Source data
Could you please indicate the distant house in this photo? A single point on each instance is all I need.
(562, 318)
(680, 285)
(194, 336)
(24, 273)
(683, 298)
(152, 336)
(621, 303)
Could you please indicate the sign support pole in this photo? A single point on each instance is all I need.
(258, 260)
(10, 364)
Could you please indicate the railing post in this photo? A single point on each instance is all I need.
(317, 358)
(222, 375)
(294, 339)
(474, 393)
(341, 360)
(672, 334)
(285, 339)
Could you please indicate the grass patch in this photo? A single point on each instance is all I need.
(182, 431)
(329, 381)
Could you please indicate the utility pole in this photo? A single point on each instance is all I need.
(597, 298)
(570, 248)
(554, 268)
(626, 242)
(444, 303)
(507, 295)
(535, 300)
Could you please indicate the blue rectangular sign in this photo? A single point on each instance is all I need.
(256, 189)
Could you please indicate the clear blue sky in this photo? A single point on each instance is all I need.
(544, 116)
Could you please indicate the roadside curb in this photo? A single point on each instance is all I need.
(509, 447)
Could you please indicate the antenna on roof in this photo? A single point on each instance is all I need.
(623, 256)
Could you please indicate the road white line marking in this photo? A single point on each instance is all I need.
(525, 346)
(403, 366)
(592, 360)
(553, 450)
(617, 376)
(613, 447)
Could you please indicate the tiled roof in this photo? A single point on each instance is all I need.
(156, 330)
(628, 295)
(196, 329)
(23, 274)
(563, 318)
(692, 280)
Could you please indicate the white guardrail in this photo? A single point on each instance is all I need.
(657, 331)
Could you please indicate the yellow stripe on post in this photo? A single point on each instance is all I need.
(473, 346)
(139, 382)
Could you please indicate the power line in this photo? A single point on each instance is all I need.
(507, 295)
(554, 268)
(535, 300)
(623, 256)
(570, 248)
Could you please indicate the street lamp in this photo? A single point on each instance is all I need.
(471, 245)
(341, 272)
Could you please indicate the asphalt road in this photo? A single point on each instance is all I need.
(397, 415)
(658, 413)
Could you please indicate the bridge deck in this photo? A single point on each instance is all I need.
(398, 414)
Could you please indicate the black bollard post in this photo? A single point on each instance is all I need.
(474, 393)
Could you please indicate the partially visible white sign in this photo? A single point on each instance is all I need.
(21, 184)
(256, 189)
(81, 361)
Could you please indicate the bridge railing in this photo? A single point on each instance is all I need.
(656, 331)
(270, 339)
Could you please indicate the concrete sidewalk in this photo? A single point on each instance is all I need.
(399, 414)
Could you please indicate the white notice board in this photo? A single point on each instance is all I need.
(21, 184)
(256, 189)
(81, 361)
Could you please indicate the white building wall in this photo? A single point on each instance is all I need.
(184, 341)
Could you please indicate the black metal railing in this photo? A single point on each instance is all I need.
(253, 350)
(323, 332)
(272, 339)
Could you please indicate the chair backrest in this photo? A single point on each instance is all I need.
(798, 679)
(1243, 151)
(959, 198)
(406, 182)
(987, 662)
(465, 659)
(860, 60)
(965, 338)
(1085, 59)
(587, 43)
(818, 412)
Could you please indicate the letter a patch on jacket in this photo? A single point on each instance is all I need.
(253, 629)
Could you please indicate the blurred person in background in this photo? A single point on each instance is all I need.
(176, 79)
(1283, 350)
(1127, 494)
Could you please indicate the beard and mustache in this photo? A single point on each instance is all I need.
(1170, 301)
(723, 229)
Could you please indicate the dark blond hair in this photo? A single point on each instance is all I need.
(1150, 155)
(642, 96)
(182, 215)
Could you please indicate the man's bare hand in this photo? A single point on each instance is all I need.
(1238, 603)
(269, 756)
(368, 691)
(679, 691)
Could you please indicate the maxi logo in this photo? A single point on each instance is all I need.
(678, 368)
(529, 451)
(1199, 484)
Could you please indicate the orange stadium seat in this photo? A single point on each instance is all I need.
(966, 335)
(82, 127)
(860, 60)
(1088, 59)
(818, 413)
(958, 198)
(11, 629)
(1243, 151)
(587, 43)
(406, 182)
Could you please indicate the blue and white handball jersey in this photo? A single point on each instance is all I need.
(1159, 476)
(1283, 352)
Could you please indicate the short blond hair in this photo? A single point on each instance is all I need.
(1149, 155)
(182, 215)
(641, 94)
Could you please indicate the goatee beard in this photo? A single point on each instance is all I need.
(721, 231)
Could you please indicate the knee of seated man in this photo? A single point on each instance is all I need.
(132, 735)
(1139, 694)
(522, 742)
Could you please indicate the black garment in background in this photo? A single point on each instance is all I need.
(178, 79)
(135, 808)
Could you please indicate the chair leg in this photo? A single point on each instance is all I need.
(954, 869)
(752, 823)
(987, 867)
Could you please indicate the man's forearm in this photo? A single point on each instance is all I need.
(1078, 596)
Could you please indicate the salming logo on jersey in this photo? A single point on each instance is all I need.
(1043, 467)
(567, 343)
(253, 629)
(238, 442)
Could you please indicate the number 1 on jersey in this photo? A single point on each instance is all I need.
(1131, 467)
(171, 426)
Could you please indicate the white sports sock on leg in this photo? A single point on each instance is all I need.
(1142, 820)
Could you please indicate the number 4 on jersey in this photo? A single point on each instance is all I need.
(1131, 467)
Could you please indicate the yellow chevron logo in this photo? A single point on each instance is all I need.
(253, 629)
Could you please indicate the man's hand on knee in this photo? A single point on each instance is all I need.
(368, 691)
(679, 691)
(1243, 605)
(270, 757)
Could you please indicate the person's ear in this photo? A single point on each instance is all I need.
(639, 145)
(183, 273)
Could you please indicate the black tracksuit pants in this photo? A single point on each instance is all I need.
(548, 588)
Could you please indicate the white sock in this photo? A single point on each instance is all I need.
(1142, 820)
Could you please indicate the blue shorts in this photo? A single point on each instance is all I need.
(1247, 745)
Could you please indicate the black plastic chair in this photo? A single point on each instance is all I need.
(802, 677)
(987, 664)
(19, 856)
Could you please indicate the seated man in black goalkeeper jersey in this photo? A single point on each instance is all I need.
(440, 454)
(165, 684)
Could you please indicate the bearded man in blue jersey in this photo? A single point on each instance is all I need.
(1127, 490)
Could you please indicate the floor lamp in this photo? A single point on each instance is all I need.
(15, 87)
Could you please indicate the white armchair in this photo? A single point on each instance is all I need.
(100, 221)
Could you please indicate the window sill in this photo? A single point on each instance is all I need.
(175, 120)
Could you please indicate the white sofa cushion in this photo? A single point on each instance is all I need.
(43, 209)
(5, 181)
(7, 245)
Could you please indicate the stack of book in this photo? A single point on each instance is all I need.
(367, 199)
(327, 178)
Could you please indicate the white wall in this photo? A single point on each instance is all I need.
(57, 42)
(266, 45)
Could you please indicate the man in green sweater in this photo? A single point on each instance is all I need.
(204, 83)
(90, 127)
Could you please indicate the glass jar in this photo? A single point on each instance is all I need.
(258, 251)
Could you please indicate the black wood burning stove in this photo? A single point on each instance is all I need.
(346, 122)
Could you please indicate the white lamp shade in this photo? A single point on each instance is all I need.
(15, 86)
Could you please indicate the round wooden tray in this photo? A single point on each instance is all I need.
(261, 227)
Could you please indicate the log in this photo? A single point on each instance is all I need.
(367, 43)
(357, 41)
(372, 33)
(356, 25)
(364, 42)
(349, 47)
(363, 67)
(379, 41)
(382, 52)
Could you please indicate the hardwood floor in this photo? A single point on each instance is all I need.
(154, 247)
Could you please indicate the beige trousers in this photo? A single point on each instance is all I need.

→ **What the exercise asks**
Every entry shown earlier is to be returned exactly, line for line.

→ **Response box**
Could you please indicate the distant house in this photo? A single point on each instance is all I need.
(562, 318)
(680, 285)
(194, 336)
(24, 273)
(683, 298)
(152, 336)
(621, 303)
Could you please indicate the sign support pole in this photo? A single point on each instance is all I need.
(258, 260)
(10, 364)
Could you please indicate the railing post in this photo? A single point on each instance is all I need.
(317, 358)
(222, 375)
(294, 339)
(474, 393)
(341, 360)
(672, 334)
(285, 339)
Could you please indicate the grass patch in this photo? A single point on each instance is all I need.
(182, 431)
(329, 381)
Could you please indicate the utility pole in this photo? A single point on each instance is all I need.
(597, 298)
(570, 248)
(554, 268)
(626, 242)
(444, 303)
(507, 295)
(535, 300)
Could you please indicate the blue rectangular sign in this photo? A single point on each instance is all I need.
(256, 189)
Could you please indicate the clear blue sky in this photo? A single point on each instance is all I need.
(544, 116)
Could you please indicate the roadside curb in this photo? A single point on each instance is all I need.
(509, 447)
Could you please indicate the antenna on roof in this photo? A single point on each instance is all I need.
(623, 256)
Could you please indicate the road white line marking in this photo? A single point on each instance is all I need.
(525, 346)
(403, 366)
(592, 360)
(553, 450)
(617, 376)
(613, 447)
Could you please indicate the tiled roof in this photo? A single point on each instance is all I need.
(156, 330)
(628, 295)
(196, 329)
(23, 274)
(563, 318)
(692, 280)
Could you please indicate the white guardrail in this photo? A single point on each instance is all I need.
(657, 331)
Could you please indicate the yellow stripe on post in this photo? A single point on each instance is all I need.
(473, 346)
(139, 382)
Could you please indicate the power line in this photo? A single point on each instance is all I need.
(507, 295)
(554, 268)
(535, 300)
(623, 256)
(570, 248)
Could you please indicate the street lamp in this photo? A single point on each instance is all I need.
(471, 245)
(341, 272)
Could you please indicate the asphalt road in this photo? A single point on each instance is all I need.
(397, 415)
(658, 413)
Could you please indicate the bridge deck in this photo? A single point on each instance is all I need.
(398, 414)
Could you please indicate the black bollard post in this photo? A single point on each instance is all I need.
(474, 393)
Could you please indicate the partially visible white sign in this photo? A single point on each instance is all I need.
(21, 184)
(256, 189)
(81, 361)
Could you please indicate the bridge railing in this photo? A single point on each instance is all I need.
(656, 331)
(270, 339)
Could you please indicate the concrete sidewalk in this photo? A single point on each instance is all I need.
(399, 414)
Could you please indicate the white notice board in this photo? A single point on each instance is all I need.
(21, 184)
(256, 189)
(81, 361)
Could you please indicate the white building wall in this photo? A single point on each instance is all I need.
(184, 341)
Could you please indicate the black metal railing in this photo? A single point on each instance is all I need.
(253, 350)
(323, 332)
(272, 339)
Could you please indicate the chair backrest in this photo? A single point on each instance is all I need.
(798, 679)
(1243, 151)
(959, 198)
(406, 182)
(987, 662)
(465, 659)
(860, 60)
(965, 338)
(1085, 59)
(587, 43)
(818, 412)
Could you please indicate the letter a patch on jacket in this photo? A single point on each instance is all I need.
(253, 629)
Could you please indicate the blurred person in background in this photo? A single point on each instance is all I need.
(176, 79)
(1283, 350)
(1127, 494)
Could you please indicate the beard and mustache in this photo? A single point on each instance is all I need.
(1170, 301)
(723, 229)
Could you please indicate the dark blond hair in this photo? A single point on each instance is all I need.
(1150, 155)
(642, 96)
(182, 215)
Could you please indicate the man's bare hand in this photo? A single point on each instance is all I need.
(1238, 603)
(269, 756)
(368, 691)
(679, 691)
Could you please indicate the maxi logo in this photo? A single point on each instance is all I need.
(678, 368)
(529, 451)
(1199, 484)
Could you please indicate the orange stadium seat in this photo? A single point on each instance is all I need.
(966, 335)
(82, 127)
(860, 60)
(1088, 59)
(818, 413)
(958, 198)
(11, 629)
(1243, 151)
(587, 43)
(406, 182)
Could you please indicate the blue and white handball jersey in this photo? A single point on each instance is all I need.
(1159, 476)
(1283, 352)
Could you please indicate the short blond hair in this photo? A single point on each instance is all I need.
(1149, 155)
(182, 215)
(641, 94)
Could you please indicate the goatee beard in this photo? A single point on each instance is all I need.
(721, 231)
Could you please indicate the knee of seated man in this photo? A single point on each instance is all I need.
(132, 735)
(1139, 694)
(522, 742)
Could you please indicate the black garment in background in this photo? A single point on each instance is all I need.
(178, 79)
(135, 808)
Could you please indicate the chair leg in this photo? A single point on each instance is all I need.
(954, 869)
(752, 823)
(987, 867)
Could you please indicate the man's forearm in this photo? A single point on each instance is all I need.
(1078, 596)
Could you please indicate the salming logo on jersey in this photo? A single point on each instance is all I need.
(1043, 467)
(567, 343)
(253, 629)
(238, 442)
Could you please indicate the number 1 on jersey in this photo? A single point on each instance is all I need.
(1131, 467)
(171, 426)
Could you please indicate the white sports sock on leg in this photo? A single point on each instance is all I need.
(1142, 820)
Could you please indicate the number 4 on jersey in this photo? A single point on each instance is all I need.
(1131, 467)
Could you please indicate the yellow chevron logo in this photo? A single point on each instance is all I need.
(253, 629)
Could you please indicate the man's hand on knee in this photo? A single point on each instance is all I need.
(368, 691)
(679, 691)
(1243, 605)
(270, 757)
Could you please indicate the person's ear in this photo? A single point on each instance is all I need.
(639, 145)
(183, 273)
Could you please indicate the black tracksuit pants in this photo? A single point on each instance is all I need.
(548, 588)
Could you please indicate the white sock in this photo? A single point on each instance is all I need.
(1142, 820)
Could you please indicate the blue shorts in this photo? A single point on each instance is all I need.
(1247, 745)
Could you please indicate the black plastic chair in this photo? A single point on each instance is all I need.
(802, 677)
(987, 664)
(19, 856)
Could you please indicate the seated man in black goalkeeper jersey in this photo? A single point on each instance is all I need.
(440, 454)
(165, 684)
Could you please indicate the bearded man in blue jersey in this photo? A single point on each instance is all I need.
(1127, 490)
Could you please indicate the floor lamp in this photo? A single point on each instance is all I need.
(15, 87)
Could you please indicate the white armchair in this photo? A single point on each instance is all I need.
(100, 221)
Could you please indicate the window sill in this photo? A single point on each instance is all I need.
(175, 120)
Could you please indicate the white sofa cushion in this photo? A single point on each instance is all I need.
(43, 209)
(5, 181)
(7, 245)
Could you please indicate the stack of book in this photo? A single point on each instance is all I need.
(367, 199)
(327, 178)
Could you please indicate the white wall in this photo? A single point on each instance is all I need.
(57, 42)
(266, 45)
Could you please indicate the man in green sweater in this photo? A single point on each instance is all I need.
(204, 83)
(90, 127)
Could you please indicate the glass jar in this photo? A single point on each instance is all I need.
(258, 251)
Could you please indicate the black wood burning stove in this photo? A single point on each instance is all I need.
(346, 122)
Could you please indicate the white lamp shade in this photo? A single point on each instance is all I need.
(15, 86)
Could you please indicate the round wooden tray in this photo? A single point on each instance is all I need.
(261, 227)
Could you please indicate the log in this photo? A single point on each instance is all I need.
(367, 43)
(357, 41)
(372, 33)
(356, 25)
(364, 42)
(349, 47)
(363, 67)
(379, 41)
(382, 52)
Could you please indicate the hardwood floor in this photo? A single point on each instance is all I need.
(154, 247)
Could you please indicate the beige trousers in this photo? A single point on each instance is all I need.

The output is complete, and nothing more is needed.